Given records below:

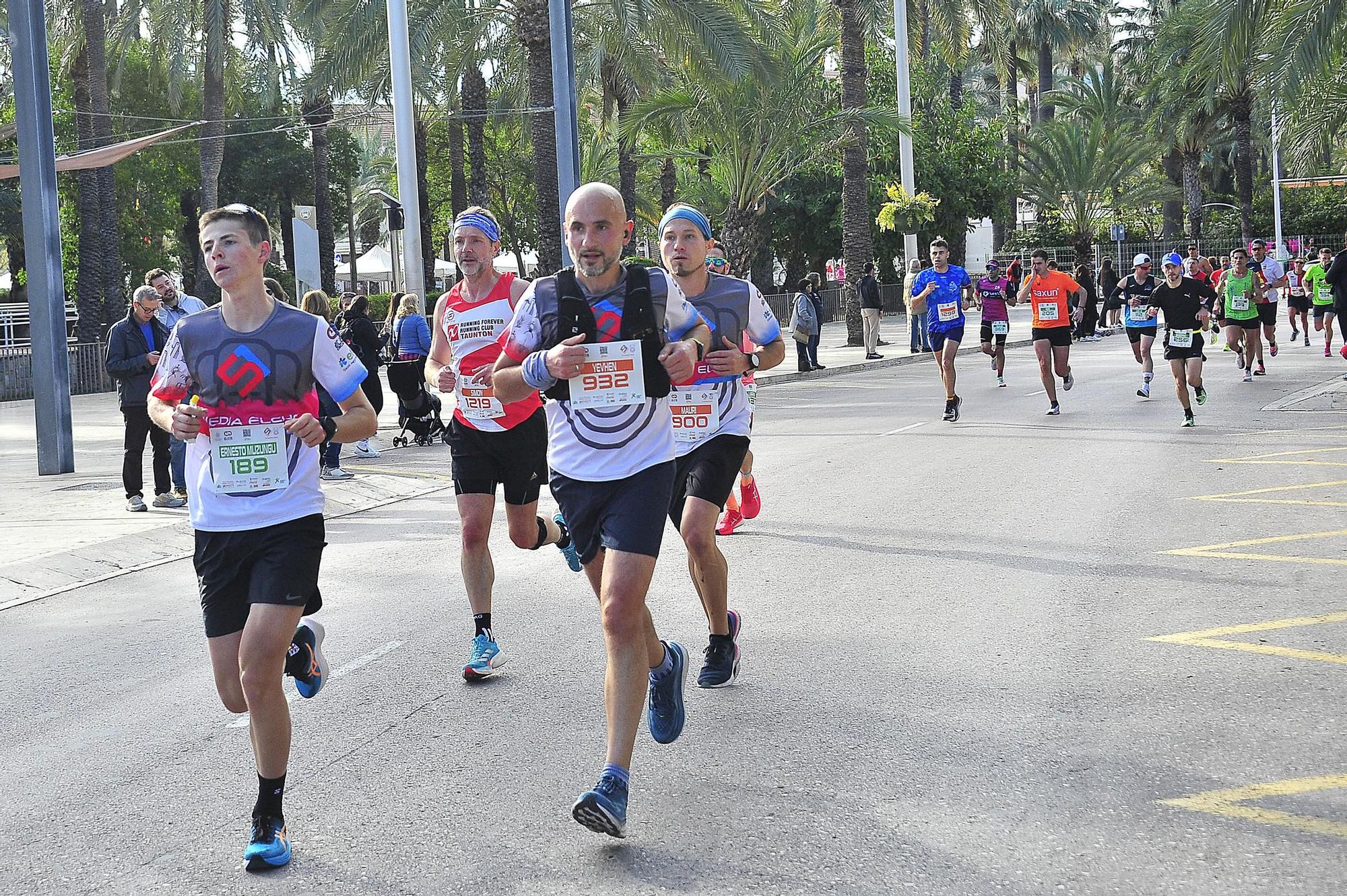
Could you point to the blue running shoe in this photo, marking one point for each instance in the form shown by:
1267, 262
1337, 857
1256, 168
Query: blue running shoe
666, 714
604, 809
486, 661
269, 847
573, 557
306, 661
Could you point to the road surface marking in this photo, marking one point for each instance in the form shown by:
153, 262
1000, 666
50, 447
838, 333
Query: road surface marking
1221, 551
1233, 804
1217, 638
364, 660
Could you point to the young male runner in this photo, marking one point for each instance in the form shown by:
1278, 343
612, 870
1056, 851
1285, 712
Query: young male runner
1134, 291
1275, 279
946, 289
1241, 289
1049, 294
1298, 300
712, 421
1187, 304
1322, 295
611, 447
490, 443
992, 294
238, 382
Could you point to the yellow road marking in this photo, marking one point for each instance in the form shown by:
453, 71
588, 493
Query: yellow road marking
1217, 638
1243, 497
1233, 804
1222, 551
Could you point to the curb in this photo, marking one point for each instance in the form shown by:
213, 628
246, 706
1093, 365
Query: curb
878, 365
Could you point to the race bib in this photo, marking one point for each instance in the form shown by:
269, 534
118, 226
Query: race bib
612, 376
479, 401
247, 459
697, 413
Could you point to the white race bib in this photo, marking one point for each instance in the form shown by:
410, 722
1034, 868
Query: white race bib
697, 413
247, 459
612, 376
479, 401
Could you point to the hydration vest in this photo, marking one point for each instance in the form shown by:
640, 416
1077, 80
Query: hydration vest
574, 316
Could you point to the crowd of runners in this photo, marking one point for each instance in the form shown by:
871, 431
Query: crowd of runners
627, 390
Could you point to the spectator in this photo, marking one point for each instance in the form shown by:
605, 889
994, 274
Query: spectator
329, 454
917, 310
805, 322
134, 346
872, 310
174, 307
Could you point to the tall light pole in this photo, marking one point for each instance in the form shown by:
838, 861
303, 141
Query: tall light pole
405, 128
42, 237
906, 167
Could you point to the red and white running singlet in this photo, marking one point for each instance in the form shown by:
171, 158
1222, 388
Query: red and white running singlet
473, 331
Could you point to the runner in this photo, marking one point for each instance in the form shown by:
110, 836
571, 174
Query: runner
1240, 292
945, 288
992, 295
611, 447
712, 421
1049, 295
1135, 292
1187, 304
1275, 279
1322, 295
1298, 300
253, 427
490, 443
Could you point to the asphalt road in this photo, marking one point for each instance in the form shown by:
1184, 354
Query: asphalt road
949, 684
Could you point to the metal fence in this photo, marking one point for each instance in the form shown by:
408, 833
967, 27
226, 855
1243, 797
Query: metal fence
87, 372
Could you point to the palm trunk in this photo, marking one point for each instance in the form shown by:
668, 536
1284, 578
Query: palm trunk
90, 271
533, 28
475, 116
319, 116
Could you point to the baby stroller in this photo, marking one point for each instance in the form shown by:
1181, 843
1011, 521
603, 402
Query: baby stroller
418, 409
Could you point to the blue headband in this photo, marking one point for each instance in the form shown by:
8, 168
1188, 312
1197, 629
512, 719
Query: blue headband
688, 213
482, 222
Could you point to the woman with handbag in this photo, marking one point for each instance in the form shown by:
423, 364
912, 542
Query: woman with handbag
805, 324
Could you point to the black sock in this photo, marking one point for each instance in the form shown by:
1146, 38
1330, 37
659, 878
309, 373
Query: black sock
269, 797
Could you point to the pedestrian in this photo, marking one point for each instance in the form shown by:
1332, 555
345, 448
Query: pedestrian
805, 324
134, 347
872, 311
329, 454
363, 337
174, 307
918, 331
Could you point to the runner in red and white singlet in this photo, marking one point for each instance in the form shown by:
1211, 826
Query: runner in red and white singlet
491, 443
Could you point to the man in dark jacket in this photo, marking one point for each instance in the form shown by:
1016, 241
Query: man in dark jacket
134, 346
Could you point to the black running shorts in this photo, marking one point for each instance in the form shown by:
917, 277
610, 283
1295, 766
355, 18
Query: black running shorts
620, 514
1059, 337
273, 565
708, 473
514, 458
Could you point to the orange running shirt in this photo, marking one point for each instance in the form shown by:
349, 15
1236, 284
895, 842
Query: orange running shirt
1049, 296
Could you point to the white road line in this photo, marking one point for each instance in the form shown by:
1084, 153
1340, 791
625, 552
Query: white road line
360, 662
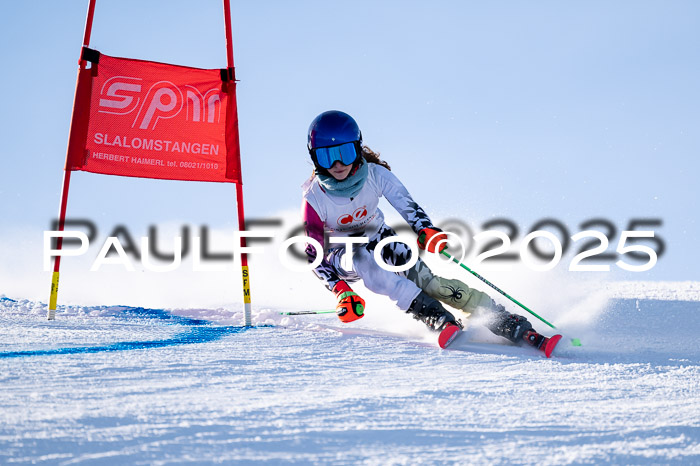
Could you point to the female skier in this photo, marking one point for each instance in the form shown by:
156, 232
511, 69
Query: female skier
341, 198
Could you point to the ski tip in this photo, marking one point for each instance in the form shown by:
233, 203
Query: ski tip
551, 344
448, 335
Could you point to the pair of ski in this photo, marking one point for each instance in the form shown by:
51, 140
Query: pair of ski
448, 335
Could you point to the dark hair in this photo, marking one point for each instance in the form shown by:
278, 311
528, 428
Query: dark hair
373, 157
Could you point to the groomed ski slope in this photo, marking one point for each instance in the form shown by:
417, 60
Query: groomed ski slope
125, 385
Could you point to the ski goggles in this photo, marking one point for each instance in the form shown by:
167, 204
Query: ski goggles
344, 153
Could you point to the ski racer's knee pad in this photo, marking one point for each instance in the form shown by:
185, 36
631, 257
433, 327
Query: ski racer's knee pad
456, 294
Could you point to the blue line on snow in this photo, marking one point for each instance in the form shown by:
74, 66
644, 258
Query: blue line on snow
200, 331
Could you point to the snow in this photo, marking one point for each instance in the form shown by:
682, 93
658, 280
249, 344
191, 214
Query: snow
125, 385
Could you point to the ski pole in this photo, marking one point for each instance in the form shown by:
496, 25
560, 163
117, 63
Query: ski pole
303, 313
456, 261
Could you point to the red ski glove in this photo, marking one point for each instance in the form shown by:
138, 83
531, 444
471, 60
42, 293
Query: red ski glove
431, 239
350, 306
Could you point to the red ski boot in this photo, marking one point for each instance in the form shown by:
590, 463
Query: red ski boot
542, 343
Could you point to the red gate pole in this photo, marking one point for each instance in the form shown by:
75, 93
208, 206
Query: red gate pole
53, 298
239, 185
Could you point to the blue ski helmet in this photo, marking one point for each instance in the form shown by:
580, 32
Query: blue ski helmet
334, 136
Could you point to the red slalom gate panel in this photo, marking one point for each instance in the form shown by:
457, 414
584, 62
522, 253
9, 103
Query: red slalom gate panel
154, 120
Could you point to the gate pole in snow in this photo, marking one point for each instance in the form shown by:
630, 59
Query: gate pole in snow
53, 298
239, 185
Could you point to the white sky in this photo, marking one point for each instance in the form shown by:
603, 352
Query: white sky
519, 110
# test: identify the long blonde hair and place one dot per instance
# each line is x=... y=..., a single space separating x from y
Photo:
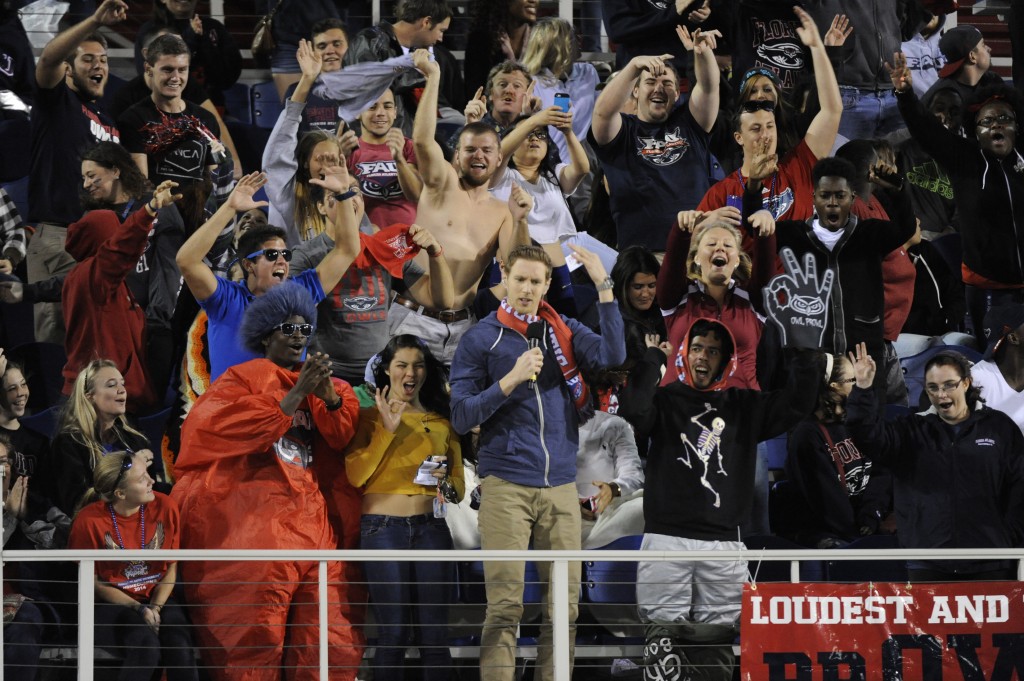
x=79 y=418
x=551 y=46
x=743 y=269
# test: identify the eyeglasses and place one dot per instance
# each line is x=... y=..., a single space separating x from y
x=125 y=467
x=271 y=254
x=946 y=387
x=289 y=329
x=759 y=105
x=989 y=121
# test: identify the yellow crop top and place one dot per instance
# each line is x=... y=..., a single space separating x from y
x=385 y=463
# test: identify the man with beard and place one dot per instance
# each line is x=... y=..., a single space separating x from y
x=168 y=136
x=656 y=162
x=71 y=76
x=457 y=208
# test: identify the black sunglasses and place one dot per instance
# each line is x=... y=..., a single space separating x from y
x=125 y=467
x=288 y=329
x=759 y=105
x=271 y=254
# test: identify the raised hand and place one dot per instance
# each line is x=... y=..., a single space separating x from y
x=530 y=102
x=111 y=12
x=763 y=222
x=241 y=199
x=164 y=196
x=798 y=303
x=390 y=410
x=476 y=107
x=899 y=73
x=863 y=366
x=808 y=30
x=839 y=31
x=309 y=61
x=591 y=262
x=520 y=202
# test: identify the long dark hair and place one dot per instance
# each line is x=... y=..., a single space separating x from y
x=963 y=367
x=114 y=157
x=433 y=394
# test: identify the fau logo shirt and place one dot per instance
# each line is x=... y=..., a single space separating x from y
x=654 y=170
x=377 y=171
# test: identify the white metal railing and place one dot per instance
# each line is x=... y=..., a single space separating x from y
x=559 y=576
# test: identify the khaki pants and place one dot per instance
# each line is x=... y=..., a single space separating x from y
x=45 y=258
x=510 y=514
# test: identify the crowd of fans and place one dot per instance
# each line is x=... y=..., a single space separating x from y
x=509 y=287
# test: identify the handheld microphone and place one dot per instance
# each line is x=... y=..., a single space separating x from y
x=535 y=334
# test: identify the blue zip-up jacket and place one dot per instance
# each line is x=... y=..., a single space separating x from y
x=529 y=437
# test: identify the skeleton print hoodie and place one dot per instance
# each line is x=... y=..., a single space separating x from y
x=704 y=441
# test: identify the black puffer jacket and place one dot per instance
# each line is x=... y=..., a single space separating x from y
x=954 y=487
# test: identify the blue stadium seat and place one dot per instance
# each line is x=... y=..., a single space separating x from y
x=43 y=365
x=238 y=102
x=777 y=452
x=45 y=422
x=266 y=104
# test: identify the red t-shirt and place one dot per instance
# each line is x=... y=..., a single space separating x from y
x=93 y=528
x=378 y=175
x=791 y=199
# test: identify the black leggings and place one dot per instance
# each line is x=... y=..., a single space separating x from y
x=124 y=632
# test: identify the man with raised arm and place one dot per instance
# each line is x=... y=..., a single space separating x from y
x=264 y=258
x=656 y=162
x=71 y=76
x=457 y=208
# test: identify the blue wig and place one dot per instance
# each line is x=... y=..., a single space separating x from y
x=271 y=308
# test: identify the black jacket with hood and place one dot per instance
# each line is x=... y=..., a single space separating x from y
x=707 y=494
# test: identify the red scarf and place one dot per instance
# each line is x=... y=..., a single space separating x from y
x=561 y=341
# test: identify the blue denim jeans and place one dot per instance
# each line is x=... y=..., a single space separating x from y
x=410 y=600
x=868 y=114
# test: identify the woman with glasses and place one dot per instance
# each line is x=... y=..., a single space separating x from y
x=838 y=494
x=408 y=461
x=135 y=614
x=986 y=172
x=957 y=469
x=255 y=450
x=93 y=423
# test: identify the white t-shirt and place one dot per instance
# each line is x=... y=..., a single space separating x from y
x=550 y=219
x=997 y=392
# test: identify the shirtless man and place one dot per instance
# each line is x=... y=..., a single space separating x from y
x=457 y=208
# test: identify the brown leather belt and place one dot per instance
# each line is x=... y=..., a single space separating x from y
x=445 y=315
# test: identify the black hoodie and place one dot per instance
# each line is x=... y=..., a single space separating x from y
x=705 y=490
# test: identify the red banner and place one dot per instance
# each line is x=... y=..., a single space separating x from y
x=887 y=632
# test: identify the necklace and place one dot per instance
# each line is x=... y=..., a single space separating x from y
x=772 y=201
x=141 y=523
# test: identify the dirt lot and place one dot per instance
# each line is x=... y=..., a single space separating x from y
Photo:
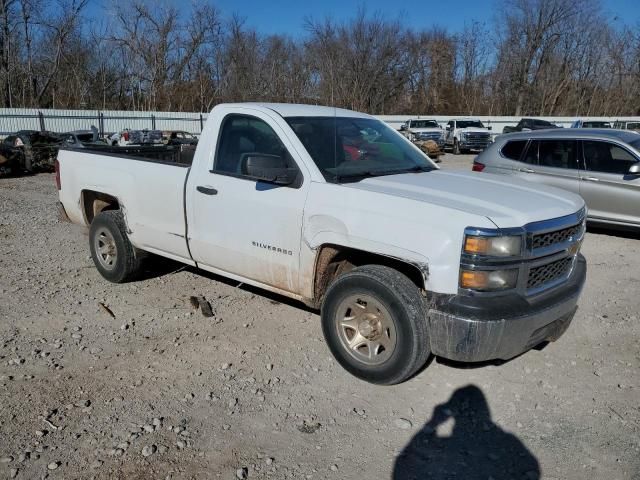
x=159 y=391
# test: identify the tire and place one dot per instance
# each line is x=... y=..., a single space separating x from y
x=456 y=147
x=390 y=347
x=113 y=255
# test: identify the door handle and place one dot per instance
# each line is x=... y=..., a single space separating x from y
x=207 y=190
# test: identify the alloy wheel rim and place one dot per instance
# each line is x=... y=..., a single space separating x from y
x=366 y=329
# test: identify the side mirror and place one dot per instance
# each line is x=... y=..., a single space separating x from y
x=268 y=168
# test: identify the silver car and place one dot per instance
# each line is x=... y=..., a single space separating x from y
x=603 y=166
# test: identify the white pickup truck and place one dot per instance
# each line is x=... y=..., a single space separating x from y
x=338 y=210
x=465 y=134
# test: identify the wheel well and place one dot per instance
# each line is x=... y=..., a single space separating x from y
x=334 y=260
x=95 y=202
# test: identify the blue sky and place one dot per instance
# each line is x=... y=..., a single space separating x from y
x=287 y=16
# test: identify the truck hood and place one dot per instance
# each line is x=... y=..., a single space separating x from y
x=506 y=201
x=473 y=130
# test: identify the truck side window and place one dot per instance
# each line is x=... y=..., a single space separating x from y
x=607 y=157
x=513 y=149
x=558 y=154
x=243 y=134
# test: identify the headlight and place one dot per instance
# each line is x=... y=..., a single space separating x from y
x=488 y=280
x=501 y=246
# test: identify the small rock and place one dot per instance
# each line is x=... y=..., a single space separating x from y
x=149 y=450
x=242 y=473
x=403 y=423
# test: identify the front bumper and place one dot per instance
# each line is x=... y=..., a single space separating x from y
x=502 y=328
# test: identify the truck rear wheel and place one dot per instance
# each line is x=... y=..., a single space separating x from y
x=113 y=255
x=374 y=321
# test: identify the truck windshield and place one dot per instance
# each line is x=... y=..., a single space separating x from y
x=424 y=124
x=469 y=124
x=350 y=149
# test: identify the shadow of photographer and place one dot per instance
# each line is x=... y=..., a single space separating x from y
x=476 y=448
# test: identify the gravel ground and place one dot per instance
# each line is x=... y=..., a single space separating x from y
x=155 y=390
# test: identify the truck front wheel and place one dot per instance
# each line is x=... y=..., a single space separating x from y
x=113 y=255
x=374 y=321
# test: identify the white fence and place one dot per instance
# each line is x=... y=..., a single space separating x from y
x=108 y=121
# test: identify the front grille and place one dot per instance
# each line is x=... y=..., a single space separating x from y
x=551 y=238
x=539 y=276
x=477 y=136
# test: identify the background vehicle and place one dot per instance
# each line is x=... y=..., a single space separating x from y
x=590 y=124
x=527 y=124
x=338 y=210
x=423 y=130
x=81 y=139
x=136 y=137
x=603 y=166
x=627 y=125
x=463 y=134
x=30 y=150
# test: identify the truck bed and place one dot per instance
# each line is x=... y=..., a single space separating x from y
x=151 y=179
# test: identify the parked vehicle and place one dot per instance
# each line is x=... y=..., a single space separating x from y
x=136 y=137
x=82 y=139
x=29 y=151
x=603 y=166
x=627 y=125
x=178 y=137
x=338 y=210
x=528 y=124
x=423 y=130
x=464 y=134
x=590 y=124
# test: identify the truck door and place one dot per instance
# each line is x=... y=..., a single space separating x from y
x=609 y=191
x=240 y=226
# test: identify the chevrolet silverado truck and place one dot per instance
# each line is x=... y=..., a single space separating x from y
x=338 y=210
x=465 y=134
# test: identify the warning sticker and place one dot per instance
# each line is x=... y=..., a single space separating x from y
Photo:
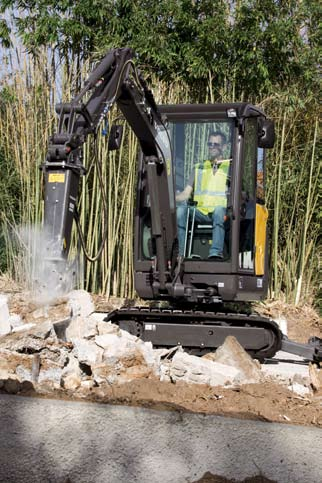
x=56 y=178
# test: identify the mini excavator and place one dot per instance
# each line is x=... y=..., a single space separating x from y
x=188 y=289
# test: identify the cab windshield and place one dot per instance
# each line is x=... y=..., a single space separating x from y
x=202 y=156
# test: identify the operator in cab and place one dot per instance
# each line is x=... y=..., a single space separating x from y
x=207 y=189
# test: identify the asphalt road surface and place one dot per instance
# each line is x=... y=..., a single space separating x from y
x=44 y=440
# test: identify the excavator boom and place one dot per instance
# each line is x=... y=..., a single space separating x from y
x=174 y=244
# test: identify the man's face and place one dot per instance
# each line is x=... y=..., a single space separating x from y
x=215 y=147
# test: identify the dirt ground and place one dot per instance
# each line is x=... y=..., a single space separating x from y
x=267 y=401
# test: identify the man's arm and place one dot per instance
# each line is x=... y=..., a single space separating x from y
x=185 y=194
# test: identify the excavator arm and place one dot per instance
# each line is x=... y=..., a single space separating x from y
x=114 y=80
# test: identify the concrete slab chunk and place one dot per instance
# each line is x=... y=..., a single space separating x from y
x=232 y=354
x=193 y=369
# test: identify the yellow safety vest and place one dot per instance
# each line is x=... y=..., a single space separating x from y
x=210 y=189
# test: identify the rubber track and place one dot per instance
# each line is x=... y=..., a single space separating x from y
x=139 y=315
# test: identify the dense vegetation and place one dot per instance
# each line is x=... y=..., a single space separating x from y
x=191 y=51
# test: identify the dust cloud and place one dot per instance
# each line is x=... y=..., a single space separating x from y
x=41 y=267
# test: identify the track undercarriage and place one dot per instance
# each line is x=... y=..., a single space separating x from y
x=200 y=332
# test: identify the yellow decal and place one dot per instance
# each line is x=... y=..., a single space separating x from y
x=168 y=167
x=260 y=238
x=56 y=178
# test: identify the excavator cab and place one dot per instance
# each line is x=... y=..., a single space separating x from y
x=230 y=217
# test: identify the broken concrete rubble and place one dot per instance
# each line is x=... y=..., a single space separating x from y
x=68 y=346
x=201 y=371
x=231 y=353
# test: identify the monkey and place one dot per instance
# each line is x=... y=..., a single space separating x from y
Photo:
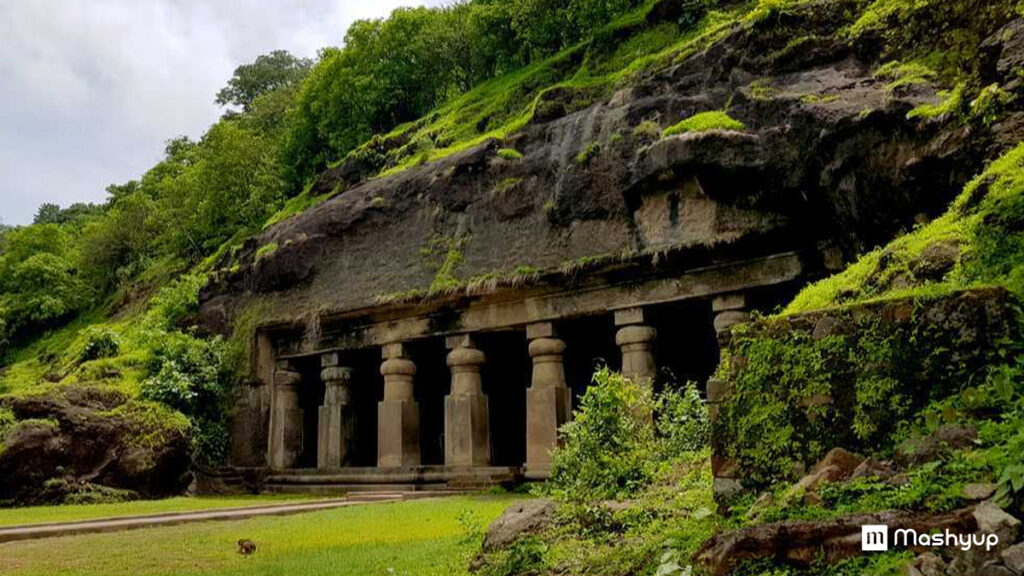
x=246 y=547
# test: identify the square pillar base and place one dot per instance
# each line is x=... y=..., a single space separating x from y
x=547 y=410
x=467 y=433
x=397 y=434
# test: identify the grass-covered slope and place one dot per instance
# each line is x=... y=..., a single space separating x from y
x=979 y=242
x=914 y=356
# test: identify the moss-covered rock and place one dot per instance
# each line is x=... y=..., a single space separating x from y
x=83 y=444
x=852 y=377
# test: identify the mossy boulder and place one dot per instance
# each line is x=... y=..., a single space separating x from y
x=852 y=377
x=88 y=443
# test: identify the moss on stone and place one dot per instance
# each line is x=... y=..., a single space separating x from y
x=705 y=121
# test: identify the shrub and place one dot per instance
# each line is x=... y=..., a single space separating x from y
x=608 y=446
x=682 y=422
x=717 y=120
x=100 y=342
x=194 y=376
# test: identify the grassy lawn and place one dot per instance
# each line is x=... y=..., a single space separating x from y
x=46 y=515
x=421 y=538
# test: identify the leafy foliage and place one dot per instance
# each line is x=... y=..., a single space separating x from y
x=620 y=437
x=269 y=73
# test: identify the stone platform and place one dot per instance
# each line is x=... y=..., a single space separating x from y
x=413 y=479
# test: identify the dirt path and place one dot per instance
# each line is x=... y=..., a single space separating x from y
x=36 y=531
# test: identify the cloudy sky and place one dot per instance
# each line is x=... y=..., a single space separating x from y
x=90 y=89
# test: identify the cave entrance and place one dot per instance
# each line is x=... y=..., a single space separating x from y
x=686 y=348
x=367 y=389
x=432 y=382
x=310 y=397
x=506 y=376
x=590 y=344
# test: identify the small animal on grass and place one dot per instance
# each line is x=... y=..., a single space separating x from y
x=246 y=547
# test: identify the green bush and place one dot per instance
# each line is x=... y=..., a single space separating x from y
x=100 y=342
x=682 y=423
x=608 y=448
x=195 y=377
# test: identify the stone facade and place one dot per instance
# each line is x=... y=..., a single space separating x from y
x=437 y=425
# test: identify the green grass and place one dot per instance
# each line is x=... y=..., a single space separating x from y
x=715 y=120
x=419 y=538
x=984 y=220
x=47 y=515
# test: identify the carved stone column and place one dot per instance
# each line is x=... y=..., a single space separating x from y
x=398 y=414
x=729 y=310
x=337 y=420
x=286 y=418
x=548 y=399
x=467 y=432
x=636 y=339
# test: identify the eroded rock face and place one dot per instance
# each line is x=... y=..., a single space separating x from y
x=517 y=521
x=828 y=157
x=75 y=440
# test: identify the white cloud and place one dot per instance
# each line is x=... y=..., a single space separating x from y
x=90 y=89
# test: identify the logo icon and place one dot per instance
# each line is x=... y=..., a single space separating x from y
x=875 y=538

End of Given records.

*Task to carry out*. Search the material above for the word "covered", and return each line that holds it.

*Problem solution*.
# test: identify the grass-covered slope and place one dot per instance
# test: identify the moss-covered rock and place one dot per instance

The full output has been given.